# Opdrachten
**a.** Citeer letterlijk uit de oefentekst alles vanaf "4. Lid 10 (nieuw)" tot en met "daartoe bevoegd bestuursorgaan.".
**b.** Waardoor wordt volgens onderdeel B van Artikel III in de oefentekst «lid 8 van artikel 644» vervangen?

# Oefentekst
※
4. Lid 10 (nieuw) komt te luiden:

10. Van de leden 3, 4, 7, eerste volzin, voorzover het betrekking heeft op het tijdstip van de in dat lid bedoelde melding, en tweede volzin, en lid 9 kan ten nadele van de werknemer slechts worden afgeweken bij collectieve arbeidsovereenkomst of bij regeling door of namens een daartoe bevoegd bestuursorgaan.

I

Artikel 645 komt te luiden:

Artikel 645

Van de artikelen 634 tot en met 644 kan niet ten nadele van de werknemer worden afgeweken, tenzij zodanige afwijking bij die artikelen is toegelaten.

ARTIKEL II

Indien op het tijdstip van inwerkingtreding van deze wet bij collectieve arbeidsovereenkomst of bij regeling door of namens een daartoe bevoegd bestuursorgaan een aanspraak op vakantie is overeengekomen die het in artikel 634 van titel 7.10 van het Burgerlijk Wetboek bedoelde minimum te boven gaat, kan gedurende drie jaar na dat tijdstip, in afwijking van de artikelen 635, lid 5, 638, lid 7, en 640, lid 2, voorzover die aanspraak dat minimum te boven gaat, slechts bij die overeenkomst of regeling van artikel 635, leden 1 tot en met 5, de in artikel 638, lid 2 genoemde termijn en artikel 640, lid 1, worden afgeweken.

ARTIKEL III

De Wet op het ouderschapsverlof wordt als volgt gewijzigd:

A

In artikel II, lid 2 wordt «lid 3 van artikel 644» vervangen door: lid 5 van artikel 644.

B

In artikel III wordt «lid 8 van artikel 644» vervangen door: lid 10 van artikel 644.

ARTIKEL IV

Indien de wet van 14 mei 1998 tot wijziging van het Burgerlijk Wetboek, het Buitengewoon Besluit Arbeidsverhoudingen 1945 en van enige andere wetten (Flexibiliteit en zekerheid) (Stb. 1998, 300) in werking is getreden, worden artikel I, onderdeel H en artikel III, onderdeel B als volgt gewijzigd:

A

Artikel I, onderdeel H, wordt als volgt gewijzigd:

1. In onderdeel 1 komt de aanhef te luiden: Onder vernummering van de leden 2 tot en met 9 tot 4 tot en met 11 wordt lid 1 vervangen door:.
※
# Geëxtraheerd materiaal
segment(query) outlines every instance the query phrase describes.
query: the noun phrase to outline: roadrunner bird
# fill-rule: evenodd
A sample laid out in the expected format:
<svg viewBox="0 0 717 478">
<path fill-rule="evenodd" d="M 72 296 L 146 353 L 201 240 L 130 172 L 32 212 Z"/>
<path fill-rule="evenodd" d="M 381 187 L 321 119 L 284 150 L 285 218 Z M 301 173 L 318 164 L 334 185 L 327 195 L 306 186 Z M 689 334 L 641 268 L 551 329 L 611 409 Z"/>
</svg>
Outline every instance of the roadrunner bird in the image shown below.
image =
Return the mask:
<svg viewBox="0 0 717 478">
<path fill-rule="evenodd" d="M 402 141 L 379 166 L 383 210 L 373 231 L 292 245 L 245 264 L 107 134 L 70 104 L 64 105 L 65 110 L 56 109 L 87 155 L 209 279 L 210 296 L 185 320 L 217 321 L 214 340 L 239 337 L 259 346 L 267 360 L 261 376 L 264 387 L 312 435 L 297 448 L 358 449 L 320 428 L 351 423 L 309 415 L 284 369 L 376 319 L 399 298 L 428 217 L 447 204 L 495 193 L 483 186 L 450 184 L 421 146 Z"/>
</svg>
※
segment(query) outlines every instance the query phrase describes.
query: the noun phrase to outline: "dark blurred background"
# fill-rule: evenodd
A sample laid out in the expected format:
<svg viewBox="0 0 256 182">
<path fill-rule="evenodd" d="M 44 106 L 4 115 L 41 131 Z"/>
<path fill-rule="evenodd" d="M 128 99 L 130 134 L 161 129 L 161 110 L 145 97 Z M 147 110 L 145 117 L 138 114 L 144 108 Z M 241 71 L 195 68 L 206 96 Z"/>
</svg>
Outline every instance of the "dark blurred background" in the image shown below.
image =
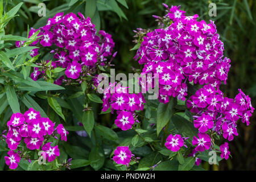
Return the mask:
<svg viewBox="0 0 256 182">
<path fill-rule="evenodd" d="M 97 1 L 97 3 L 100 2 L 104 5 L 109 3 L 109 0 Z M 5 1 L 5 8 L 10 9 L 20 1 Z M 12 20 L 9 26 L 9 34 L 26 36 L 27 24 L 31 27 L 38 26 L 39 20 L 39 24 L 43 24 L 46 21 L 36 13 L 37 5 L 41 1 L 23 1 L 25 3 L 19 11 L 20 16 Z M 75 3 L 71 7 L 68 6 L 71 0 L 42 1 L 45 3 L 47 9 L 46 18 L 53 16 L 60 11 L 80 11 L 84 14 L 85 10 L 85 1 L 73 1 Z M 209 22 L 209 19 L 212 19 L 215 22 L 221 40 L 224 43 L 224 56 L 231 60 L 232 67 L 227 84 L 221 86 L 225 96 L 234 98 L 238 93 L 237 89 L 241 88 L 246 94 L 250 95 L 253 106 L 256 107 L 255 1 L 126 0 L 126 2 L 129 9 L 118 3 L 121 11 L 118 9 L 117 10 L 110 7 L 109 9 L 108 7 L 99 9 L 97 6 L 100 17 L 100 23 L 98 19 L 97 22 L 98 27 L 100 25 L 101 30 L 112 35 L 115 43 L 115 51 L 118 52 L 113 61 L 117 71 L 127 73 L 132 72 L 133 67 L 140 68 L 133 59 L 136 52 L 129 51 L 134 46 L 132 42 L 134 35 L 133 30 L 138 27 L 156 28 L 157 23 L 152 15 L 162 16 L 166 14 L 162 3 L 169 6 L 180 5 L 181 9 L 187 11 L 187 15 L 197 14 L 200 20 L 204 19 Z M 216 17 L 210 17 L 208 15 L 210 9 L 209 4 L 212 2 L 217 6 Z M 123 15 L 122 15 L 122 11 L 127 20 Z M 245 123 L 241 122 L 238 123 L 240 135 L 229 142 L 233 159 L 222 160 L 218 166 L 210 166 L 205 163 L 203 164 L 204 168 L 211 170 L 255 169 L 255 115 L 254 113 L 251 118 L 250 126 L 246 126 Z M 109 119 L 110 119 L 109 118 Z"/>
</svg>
※
# Antwoorden
**a.**
4. Lid 10 (nieuw) komt te luiden:

10. Van de leden 3, 4, 7, eerste volzin, voorzover het betrekking heeft op het tijdstip van de in dat lid bedoelde melding, en tweede volzin, en lid 9 kan ten nadele van de werknemer slechts worden afgeweken bij collectieve arbeidsovereenkomst of bij regeling door of namens een daartoe bevoegd bestuursorgaan.

**b.** Door lid 10 van artikel 644.